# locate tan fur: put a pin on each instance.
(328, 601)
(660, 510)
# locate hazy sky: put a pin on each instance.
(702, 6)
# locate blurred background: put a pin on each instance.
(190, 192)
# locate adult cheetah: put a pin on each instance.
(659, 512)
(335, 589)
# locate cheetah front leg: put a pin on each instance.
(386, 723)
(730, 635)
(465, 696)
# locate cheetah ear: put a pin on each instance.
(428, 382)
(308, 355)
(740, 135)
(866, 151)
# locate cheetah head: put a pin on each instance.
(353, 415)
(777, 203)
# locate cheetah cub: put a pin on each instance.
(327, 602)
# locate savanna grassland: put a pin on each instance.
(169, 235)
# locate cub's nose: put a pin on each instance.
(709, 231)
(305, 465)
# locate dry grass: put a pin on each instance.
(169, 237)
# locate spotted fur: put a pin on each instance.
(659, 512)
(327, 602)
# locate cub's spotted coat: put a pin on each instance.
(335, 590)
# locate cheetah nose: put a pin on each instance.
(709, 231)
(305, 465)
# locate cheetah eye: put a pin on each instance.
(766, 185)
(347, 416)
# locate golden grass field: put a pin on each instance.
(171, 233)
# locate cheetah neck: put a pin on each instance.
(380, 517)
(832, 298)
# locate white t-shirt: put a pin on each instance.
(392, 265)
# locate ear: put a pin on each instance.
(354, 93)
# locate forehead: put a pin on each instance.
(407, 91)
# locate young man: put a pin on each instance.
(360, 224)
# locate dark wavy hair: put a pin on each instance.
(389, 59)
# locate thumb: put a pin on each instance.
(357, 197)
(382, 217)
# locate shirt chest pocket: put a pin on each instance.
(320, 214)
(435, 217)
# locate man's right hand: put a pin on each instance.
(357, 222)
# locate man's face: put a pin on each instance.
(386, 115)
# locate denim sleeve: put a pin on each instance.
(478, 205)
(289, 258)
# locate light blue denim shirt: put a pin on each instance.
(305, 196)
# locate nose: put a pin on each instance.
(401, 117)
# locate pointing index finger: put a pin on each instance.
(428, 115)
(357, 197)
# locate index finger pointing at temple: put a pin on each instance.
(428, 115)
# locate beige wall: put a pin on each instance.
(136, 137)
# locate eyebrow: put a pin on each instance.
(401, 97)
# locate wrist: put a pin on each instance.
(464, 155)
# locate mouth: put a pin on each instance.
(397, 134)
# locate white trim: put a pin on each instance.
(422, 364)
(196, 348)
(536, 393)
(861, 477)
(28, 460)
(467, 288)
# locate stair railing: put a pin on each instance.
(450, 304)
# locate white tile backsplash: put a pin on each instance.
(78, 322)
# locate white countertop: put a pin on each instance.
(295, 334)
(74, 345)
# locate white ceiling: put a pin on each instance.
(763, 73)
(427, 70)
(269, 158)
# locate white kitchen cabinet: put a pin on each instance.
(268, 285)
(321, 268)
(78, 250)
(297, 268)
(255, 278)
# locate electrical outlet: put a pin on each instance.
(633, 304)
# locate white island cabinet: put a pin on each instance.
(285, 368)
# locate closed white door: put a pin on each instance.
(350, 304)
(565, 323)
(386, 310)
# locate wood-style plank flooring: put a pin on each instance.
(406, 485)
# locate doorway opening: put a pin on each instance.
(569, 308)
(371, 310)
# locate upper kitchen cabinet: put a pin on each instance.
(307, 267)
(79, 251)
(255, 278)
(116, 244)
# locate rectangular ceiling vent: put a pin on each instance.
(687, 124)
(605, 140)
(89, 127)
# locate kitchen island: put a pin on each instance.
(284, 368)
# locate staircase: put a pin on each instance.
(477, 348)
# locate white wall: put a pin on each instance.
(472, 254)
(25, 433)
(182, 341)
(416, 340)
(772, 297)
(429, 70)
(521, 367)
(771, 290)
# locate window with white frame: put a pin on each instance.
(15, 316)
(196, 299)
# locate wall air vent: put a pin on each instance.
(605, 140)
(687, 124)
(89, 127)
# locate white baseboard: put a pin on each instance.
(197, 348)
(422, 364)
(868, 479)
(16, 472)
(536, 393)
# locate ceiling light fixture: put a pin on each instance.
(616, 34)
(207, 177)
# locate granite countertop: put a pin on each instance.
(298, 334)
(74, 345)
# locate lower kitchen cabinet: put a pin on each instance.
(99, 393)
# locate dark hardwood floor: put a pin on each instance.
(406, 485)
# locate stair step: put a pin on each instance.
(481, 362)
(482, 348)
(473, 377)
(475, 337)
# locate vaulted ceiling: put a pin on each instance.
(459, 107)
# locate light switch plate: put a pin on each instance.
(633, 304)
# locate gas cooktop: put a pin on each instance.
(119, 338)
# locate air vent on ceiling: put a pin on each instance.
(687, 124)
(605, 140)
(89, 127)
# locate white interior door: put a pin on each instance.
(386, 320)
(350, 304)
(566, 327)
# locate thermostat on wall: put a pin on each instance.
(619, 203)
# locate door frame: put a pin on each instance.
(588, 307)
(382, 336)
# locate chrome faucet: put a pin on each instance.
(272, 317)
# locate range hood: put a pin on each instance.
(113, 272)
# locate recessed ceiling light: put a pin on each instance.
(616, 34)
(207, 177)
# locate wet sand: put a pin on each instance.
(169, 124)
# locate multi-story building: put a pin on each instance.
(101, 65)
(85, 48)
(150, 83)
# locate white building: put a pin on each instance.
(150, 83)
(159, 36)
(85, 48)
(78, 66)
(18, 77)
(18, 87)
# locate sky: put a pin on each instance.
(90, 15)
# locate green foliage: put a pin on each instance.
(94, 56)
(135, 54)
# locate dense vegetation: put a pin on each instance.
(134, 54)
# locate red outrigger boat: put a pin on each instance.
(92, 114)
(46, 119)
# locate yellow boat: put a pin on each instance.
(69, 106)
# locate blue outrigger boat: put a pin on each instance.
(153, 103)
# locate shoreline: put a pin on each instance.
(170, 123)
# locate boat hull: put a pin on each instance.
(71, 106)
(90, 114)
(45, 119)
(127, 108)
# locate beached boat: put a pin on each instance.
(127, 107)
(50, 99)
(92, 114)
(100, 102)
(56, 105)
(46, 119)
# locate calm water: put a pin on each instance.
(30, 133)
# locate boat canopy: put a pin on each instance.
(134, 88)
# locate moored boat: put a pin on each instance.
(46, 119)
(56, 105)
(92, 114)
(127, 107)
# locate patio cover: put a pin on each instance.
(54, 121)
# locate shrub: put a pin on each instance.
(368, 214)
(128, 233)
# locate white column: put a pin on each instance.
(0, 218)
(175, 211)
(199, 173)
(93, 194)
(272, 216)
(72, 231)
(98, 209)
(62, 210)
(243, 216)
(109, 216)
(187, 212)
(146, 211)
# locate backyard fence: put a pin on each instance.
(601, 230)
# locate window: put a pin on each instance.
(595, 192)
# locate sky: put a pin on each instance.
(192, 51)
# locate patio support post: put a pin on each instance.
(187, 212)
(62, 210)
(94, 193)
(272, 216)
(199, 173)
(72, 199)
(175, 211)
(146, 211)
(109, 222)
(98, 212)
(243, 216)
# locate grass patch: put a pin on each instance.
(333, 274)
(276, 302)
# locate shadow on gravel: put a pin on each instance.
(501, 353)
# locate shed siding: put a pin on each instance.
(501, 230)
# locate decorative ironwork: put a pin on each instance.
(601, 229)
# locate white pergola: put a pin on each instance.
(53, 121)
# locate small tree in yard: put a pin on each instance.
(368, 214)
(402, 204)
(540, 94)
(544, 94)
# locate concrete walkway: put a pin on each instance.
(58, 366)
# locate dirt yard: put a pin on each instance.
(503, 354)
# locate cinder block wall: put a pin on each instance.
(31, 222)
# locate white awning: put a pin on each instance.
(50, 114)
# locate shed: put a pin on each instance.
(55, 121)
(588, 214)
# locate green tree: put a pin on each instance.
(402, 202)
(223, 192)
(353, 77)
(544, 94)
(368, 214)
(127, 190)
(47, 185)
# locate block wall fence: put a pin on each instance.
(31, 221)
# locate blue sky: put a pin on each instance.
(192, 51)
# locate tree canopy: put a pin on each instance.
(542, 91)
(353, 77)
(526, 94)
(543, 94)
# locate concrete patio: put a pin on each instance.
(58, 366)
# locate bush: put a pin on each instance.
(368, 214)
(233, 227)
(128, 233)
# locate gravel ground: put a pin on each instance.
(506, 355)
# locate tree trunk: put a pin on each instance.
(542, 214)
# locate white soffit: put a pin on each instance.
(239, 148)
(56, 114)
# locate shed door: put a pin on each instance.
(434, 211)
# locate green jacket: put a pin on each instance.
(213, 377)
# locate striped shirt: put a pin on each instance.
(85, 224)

-------------------------

[WHAT TO PRODUCE]
Locate the line with "# locate block" in the entries above; extract it and every line after it, verbatim.

[TASK ANSWER]
# locate block wall fence: put a pin on each instance.
(31, 221)
# locate blue sky: put a pin on each instance.
(192, 51)
# locate tree canopy: put a pin on each instance.
(542, 91)
(353, 77)
(526, 94)
(543, 94)
# locate concrete patio: put a pin on each instance.
(58, 366)
# locate bush: put a pin on each instance.
(368, 214)
(233, 227)
(128, 233)
# locate gravel ground: put a pin on each instance.
(506, 355)
# locate tree trunk: put a pin on each instance.
(542, 214)
# locate white soffit: put a pin on each instance.
(239, 148)
(56, 114)
# locate shed door: put a pin on each instance.
(434, 211)
# locate green jacket: put a pin on each instance.
(213, 377)
# locate striped shirt: put a pin on each instance.
(85, 224)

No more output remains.